TASK GOAL:
Lines below that include "white" are the answer; copy each one.

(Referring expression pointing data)
________________________________________

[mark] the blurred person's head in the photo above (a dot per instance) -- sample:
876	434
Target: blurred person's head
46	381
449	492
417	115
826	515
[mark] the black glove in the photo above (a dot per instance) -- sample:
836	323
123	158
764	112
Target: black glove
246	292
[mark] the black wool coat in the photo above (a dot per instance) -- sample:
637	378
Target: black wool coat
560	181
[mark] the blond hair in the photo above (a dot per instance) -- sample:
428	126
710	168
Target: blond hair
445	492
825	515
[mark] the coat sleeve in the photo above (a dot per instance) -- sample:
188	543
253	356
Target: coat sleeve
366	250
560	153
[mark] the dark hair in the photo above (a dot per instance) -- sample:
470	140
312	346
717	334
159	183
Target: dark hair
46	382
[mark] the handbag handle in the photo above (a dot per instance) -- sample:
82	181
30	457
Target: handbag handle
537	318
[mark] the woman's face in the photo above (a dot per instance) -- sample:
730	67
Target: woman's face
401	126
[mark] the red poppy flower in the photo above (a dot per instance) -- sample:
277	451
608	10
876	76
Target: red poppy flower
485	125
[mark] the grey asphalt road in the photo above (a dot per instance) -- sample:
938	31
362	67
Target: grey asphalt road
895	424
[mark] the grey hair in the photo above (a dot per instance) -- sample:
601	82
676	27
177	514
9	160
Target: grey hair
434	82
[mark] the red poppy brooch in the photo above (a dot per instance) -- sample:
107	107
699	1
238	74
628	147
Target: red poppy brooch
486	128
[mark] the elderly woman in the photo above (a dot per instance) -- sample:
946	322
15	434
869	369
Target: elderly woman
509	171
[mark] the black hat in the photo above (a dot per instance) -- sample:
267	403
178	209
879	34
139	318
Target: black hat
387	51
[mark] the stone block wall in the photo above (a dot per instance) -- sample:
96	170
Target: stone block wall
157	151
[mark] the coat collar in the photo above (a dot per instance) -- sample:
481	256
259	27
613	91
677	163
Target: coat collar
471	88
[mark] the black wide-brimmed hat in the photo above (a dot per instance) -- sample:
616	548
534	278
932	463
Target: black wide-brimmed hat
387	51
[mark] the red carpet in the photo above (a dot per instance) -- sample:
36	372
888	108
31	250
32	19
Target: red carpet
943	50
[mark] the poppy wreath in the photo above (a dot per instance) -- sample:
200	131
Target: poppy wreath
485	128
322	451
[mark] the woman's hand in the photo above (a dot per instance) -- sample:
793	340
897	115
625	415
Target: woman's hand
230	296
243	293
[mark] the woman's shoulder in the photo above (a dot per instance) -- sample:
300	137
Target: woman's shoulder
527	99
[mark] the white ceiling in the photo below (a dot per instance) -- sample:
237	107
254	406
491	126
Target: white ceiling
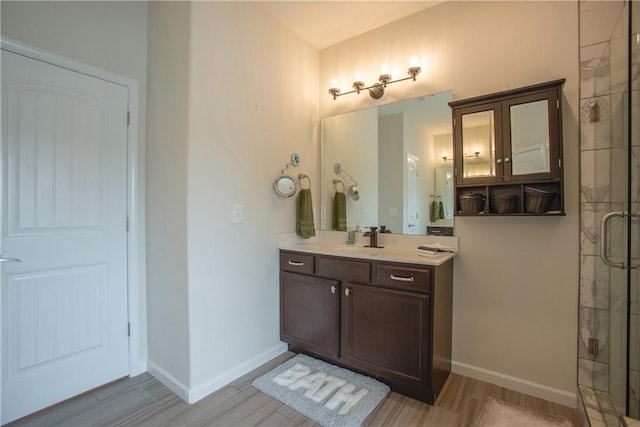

________________________________________

OUTPUT OF THE TASK:
[mark] the white ceiling in the photo below (a dot per instance) -- sample:
Target: white ceiling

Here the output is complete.